# TASK
How many lines in the material below contain the string "hiker"? Case counts. Reply with the number alone.

# DATA IN THIS EXERCISE
* * * * * * *

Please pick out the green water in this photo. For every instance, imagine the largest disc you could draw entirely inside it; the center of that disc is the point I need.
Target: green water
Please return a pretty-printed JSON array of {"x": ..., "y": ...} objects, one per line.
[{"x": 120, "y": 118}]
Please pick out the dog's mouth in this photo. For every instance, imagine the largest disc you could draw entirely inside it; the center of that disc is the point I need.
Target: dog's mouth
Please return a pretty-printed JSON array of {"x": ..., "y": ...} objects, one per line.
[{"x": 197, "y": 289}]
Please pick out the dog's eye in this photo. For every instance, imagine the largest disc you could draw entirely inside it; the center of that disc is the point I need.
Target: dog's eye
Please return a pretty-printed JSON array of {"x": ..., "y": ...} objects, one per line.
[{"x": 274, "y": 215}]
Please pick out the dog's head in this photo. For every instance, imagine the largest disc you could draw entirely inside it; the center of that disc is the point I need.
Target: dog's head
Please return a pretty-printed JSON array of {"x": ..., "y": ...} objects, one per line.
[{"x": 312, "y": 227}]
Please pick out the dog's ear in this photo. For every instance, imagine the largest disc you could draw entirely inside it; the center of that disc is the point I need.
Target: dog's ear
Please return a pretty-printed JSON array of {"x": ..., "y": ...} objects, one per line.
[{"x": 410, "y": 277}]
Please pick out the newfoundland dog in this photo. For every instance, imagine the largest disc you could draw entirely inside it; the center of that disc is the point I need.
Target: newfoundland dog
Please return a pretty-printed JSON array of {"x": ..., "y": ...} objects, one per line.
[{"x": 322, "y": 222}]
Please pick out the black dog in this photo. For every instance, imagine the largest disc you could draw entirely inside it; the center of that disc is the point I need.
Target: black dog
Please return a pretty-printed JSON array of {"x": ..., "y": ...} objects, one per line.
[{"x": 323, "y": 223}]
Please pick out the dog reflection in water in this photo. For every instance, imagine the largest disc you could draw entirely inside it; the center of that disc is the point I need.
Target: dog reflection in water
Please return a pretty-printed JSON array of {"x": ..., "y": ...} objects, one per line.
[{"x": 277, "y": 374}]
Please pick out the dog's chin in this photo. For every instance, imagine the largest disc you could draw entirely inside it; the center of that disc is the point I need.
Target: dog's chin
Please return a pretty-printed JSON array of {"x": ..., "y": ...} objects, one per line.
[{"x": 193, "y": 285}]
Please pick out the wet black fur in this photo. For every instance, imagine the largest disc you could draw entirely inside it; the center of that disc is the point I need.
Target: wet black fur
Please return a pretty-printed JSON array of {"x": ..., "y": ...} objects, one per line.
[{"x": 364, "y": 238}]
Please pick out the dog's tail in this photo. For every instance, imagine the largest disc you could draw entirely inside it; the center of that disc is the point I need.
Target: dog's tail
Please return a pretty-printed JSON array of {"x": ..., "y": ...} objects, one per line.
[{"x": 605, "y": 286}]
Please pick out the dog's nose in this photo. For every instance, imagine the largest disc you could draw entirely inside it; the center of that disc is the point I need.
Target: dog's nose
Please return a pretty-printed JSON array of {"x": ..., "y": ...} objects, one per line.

* * * * * * *

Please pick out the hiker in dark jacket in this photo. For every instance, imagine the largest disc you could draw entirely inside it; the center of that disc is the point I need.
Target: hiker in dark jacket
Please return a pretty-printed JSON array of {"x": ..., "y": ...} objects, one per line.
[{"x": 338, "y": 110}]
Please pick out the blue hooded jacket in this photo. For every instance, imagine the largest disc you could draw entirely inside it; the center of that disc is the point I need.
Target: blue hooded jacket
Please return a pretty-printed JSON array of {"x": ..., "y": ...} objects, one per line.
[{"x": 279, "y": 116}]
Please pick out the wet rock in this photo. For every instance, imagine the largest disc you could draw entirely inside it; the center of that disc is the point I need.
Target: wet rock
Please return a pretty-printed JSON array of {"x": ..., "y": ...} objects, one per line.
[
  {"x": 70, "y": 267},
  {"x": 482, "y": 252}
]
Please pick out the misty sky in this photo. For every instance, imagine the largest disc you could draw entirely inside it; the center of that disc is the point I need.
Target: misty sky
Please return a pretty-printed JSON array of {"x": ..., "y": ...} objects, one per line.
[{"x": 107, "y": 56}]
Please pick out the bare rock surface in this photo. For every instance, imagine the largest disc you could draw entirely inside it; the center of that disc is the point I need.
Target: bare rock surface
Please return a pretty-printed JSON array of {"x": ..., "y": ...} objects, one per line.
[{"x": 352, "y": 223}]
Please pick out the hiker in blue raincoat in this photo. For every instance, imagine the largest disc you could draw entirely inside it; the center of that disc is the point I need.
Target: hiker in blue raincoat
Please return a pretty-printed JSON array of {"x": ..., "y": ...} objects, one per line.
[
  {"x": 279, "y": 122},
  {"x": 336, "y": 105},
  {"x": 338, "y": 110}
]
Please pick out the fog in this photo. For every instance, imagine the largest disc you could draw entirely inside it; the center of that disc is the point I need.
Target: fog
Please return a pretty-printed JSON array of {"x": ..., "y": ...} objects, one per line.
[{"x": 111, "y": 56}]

* * * * * * *

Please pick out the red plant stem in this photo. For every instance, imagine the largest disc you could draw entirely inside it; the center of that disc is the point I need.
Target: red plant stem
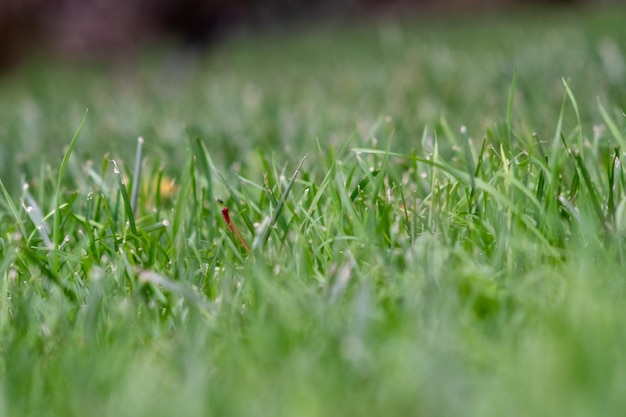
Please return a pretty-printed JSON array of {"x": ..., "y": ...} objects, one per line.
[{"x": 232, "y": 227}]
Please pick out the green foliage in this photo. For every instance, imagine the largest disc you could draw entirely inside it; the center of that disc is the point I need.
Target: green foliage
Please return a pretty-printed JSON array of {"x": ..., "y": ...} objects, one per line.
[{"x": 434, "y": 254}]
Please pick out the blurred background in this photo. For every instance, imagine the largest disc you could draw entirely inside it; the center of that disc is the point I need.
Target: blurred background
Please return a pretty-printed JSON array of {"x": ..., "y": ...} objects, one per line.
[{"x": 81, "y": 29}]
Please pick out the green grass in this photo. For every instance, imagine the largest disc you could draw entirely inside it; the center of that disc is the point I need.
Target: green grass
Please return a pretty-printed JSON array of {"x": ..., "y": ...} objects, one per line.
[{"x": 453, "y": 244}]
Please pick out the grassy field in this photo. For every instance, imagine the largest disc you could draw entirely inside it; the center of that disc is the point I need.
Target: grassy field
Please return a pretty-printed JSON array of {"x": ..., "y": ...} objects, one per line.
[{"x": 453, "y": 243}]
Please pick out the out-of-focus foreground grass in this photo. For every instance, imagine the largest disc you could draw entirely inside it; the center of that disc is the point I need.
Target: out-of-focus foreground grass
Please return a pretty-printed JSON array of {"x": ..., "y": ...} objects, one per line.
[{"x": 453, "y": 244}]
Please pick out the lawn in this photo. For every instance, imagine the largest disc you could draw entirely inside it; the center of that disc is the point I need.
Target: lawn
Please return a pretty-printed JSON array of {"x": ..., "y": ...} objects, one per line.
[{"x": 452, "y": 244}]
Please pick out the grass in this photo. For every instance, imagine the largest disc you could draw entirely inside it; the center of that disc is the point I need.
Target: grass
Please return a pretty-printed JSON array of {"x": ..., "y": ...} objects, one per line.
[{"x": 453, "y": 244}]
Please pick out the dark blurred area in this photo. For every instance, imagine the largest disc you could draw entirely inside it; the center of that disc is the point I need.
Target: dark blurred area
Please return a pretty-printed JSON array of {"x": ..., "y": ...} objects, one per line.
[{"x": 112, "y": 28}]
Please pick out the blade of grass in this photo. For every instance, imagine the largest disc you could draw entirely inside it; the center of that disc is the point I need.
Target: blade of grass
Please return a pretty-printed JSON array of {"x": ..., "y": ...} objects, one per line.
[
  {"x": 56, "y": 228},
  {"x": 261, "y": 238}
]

* * * * * * *

# TASK RESULT
4